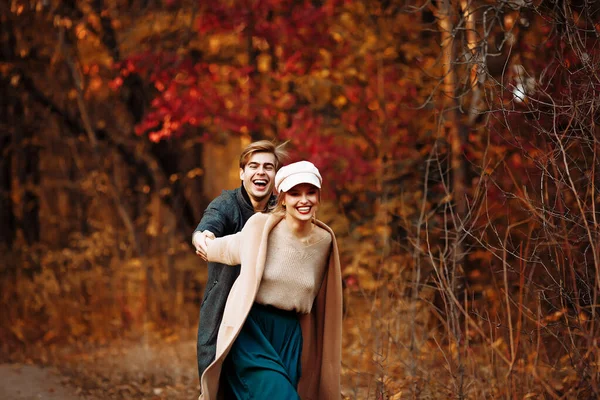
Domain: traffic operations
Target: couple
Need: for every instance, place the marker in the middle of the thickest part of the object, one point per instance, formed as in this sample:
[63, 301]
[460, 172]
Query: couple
[272, 327]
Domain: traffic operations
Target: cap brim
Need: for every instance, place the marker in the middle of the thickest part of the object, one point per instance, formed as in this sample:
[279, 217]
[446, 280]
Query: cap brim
[296, 179]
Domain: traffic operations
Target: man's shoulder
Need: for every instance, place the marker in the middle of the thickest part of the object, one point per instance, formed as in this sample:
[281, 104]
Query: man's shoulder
[227, 197]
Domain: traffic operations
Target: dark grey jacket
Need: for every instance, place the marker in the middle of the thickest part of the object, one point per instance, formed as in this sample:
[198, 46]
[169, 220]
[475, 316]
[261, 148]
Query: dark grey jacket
[225, 215]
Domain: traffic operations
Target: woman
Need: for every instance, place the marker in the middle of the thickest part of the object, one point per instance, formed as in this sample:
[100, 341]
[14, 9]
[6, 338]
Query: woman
[280, 337]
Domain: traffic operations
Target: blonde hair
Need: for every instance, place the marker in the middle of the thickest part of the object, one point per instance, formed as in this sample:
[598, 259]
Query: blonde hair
[264, 146]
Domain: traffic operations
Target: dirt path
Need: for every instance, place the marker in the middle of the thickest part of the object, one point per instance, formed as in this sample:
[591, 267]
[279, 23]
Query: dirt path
[30, 382]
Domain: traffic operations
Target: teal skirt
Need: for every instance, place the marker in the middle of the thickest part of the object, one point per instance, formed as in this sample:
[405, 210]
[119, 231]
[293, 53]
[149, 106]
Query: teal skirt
[264, 361]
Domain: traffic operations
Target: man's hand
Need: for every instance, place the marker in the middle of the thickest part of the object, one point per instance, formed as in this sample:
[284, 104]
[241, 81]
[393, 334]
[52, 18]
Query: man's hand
[199, 240]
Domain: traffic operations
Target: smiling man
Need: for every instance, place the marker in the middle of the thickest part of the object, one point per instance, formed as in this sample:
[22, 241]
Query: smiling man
[225, 215]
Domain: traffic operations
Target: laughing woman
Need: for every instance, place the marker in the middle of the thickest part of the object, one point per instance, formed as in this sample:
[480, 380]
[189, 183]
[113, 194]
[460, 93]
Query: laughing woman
[281, 333]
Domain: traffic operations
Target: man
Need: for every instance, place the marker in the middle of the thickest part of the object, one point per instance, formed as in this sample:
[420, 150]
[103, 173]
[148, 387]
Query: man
[225, 215]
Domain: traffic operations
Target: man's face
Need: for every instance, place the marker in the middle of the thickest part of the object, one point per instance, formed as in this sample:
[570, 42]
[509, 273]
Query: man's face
[258, 176]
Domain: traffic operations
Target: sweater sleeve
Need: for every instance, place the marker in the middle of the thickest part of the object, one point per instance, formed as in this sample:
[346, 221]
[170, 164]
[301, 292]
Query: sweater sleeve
[225, 250]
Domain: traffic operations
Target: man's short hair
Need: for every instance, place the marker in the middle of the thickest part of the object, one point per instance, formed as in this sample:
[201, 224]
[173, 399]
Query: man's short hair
[264, 146]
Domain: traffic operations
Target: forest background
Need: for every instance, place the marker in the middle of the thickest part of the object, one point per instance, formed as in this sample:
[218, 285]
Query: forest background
[458, 139]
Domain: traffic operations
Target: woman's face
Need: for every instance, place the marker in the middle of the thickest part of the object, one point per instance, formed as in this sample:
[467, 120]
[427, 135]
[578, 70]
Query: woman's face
[302, 201]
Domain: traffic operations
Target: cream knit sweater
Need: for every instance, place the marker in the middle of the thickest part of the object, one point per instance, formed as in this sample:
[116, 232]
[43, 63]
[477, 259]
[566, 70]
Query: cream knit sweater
[294, 270]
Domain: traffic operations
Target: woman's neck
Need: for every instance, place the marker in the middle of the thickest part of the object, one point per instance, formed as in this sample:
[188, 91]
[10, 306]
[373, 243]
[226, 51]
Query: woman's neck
[299, 228]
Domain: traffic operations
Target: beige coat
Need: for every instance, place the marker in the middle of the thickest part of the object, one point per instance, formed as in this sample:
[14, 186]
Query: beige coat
[321, 328]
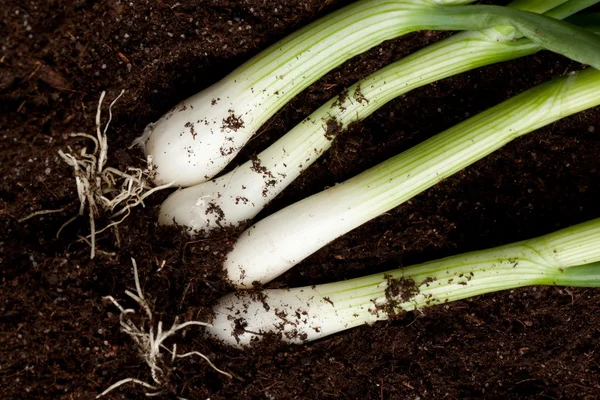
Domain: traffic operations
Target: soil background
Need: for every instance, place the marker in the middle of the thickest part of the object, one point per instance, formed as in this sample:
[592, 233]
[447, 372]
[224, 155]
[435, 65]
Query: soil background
[60, 340]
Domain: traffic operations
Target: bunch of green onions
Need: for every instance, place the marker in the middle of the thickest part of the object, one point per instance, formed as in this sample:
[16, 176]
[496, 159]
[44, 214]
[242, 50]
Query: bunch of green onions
[197, 139]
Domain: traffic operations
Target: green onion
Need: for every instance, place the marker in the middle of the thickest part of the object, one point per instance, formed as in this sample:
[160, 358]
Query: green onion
[201, 135]
[242, 193]
[569, 257]
[280, 241]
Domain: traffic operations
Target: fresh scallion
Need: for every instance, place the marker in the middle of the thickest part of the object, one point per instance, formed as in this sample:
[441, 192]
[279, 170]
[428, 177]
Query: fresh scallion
[201, 135]
[283, 239]
[242, 193]
[569, 257]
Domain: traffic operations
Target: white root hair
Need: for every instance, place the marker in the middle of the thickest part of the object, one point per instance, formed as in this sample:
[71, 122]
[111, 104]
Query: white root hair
[150, 342]
[113, 191]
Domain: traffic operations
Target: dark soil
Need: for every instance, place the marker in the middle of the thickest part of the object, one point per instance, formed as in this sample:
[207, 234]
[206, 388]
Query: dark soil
[60, 340]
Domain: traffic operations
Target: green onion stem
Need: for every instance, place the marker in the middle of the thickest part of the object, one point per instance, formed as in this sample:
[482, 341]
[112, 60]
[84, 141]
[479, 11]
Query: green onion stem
[201, 135]
[570, 257]
[283, 239]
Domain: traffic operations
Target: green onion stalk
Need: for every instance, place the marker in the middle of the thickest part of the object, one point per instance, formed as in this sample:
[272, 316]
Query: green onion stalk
[283, 239]
[241, 194]
[569, 257]
[198, 137]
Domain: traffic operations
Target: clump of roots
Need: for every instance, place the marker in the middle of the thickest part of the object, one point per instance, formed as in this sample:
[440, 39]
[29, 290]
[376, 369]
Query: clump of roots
[106, 190]
[150, 343]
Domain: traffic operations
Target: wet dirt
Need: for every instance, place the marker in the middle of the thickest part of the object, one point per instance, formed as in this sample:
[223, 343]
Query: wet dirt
[60, 340]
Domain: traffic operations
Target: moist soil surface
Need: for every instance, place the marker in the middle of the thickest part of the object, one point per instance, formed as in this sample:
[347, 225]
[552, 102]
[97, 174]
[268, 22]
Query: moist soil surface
[60, 340]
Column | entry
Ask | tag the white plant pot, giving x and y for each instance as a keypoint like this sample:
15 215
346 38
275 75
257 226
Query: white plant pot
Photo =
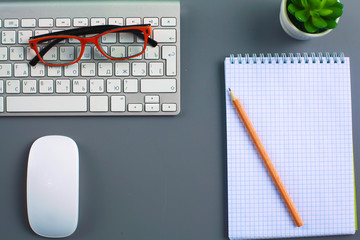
293 31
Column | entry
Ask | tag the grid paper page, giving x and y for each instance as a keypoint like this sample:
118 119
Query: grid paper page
302 114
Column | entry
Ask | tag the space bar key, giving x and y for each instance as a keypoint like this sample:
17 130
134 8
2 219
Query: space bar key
46 104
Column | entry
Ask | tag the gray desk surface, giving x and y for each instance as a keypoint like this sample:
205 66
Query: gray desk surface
165 177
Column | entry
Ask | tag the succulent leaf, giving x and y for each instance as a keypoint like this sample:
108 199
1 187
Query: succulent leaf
302 15
337 12
331 24
292 9
318 22
314 4
338 5
297 3
330 3
315 15
325 12
305 3
309 27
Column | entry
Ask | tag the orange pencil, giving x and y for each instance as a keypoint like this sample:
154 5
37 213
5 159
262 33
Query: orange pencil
270 167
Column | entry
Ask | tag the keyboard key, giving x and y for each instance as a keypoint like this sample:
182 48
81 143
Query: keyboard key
122 69
135 107
79 85
5 70
152 107
99 104
21 70
156 69
130 85
28 22
98 55
165 35
3 53
134 50
168 22
11 23
81 22
133 21
1 104
46 22
152 99
30 53
152 53
62 22
97 21
169 107
51 55
38 70
118 103
116 21
46 104
62 86
86 54
126 37
105 69
159 85
29 86
54 71
16 53
46 86
113 85
96 85
41 32
138 69
118 51
72 70
169 54
8 37
153 21
12 86
23 36
87 69
67 53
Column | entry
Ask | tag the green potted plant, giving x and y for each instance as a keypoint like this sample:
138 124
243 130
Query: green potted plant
307 19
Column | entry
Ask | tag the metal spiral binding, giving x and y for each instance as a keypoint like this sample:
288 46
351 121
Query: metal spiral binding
276 56
313 57
231 58
254 58
291 57
239 58
306 57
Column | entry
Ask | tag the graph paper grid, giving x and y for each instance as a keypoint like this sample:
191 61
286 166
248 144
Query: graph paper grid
302 114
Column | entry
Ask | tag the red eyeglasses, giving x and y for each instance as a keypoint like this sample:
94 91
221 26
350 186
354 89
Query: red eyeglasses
114 42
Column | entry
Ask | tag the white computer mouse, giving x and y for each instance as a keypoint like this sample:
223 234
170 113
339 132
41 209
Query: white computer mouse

Problem requirements: Return each line of the listing that holds the word "like".

Response:
Ask | tag the white plant pot, giving x and y for each instance as a keypoint like this sample:
Ask | tag the grid paper page, giving x and y for each instance as a keypoint like this sample:
Ask | tag the space bar key, giving x and y for each instance as a keypoint like this sample:
Ask | tag the gray desk surface, giving x and y for each instance as a keypoint like this sample:
Ask | tag the succulent leaf, giving x and y for each instance as a keypoint like this sample:
Ask | tag the orange pencil, giving x and y for each instance as a keypoint like this sample:
Ask | tag the keyboard key, giving x and y for each instance as a keypoint like this sample:
Ask | tag the green potted plant, giving x and y for each instance as a keypoint like this sample:
Ask | tag the metal spiral binding, giving x and y for each instance as a keypoint like this sample:
Ask | tag the graph paper grid, giving x and y for each instance as a keypoint like this sample:
Ask | tag the red eyeglasses, giving x and y for each instance as a keypoint like this sample:
Ask | tag the white computer mouse, giving x and y for each instance as a keypoint like this sample:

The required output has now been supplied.